- [抜粋文]:
-.-.-

たった一人でプロジェクトが進むことはあり得ませんから、普段からなんらかの形で他人にギブをして、信頼を得ている必要があります(クラウドファンディングのために他人にギブしろ、ということではありませんが)。

あとは、例えばお返しのリターンの手配が滞ったり、いただいた資金の使い道をハッキリさせなかったりなど、誠実さに欠けたことをしてしまうと、担保にしている信頼はなくなってしまいますので注意が必要です

クラウドファンディングをしたい方へ

実際にクラウドファンディングにトライしたいという方は少なくないでしょう。

僕もまだ道半ばですが、実際トライしてみて、クラウドファンディングに挑戦するために大切なことをつらつらと書いていきますね。

1.SNS上で普段から発信しておくこと

これは既述の通りです。

普段から無料で発信できるSNSを使って、フォロワーやファンを増やしておくことが大切です。

クラウドファンディングであなたを支援してくれる人の割合は、

あなたをすでに知っているファン:4割

ファンの友達や仲間:3割

全く知らない人:3割

と言われています。

あなたのファンは、SNSというツールを通してファンの仲間に拡散してくれるので、大元となるファンやフォロワーがいるかどうかで、プロジェクトの成功は左右されます。

なぜSNSなのかというと、クラウドファンディングでの支援はwebサイト上から行うので、SNSからが一番アクセスしやすいからです。(例えば、テレビCMを見て「面白そう!」と思っても、そこからネットで検索して支援する、というのは少々ハードルが高いので)

-.-.-

- [提供データ]:
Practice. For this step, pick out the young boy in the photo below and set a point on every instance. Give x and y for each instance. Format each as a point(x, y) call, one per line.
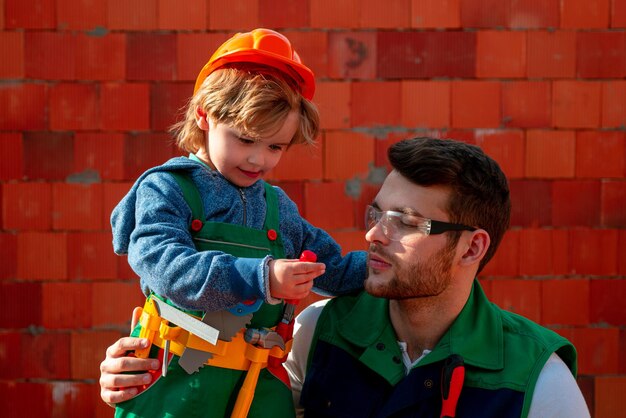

-.-.-

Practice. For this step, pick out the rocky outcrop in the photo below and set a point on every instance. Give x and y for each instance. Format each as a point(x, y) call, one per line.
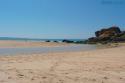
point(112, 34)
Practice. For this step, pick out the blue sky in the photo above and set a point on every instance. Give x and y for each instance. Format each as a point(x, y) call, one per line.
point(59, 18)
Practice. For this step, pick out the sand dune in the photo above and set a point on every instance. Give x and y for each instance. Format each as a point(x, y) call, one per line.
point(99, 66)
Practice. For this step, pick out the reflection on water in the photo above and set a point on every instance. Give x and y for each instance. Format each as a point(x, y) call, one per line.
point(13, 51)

-.-.-

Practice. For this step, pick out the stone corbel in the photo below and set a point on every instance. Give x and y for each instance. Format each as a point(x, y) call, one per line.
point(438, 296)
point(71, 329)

-.-.-

クラウドファンディングについての抜粋文から、「あとは、例えばお返しのリター」から「増やしておくことが大切です。」までを一字一句変えずに書き出してください。

あとは、例えばお返しのリターンの手配が滞ったり、いただいた資金の使い道をハッキリさせなかったりなど、誠実さに欠けたことをしてしまうと、担保にしている信頼はなくなってしまいますので注意が必要です

クラウドファンディングをしたい方へ

実際にクラウドファンディングにトライしたいという方は少なくないでしょう。

僕もまだ道半ばですが、実際トライしてみて、クラウドファンディングに挑戦するために大切なことをつらつらと書いていきますね。

1.SNS上で普段から発信しておくこと

これは既述の通りです。

普段から無料で発信できるSNSを使って、フォロワーやファンを増やしておくことが大切です。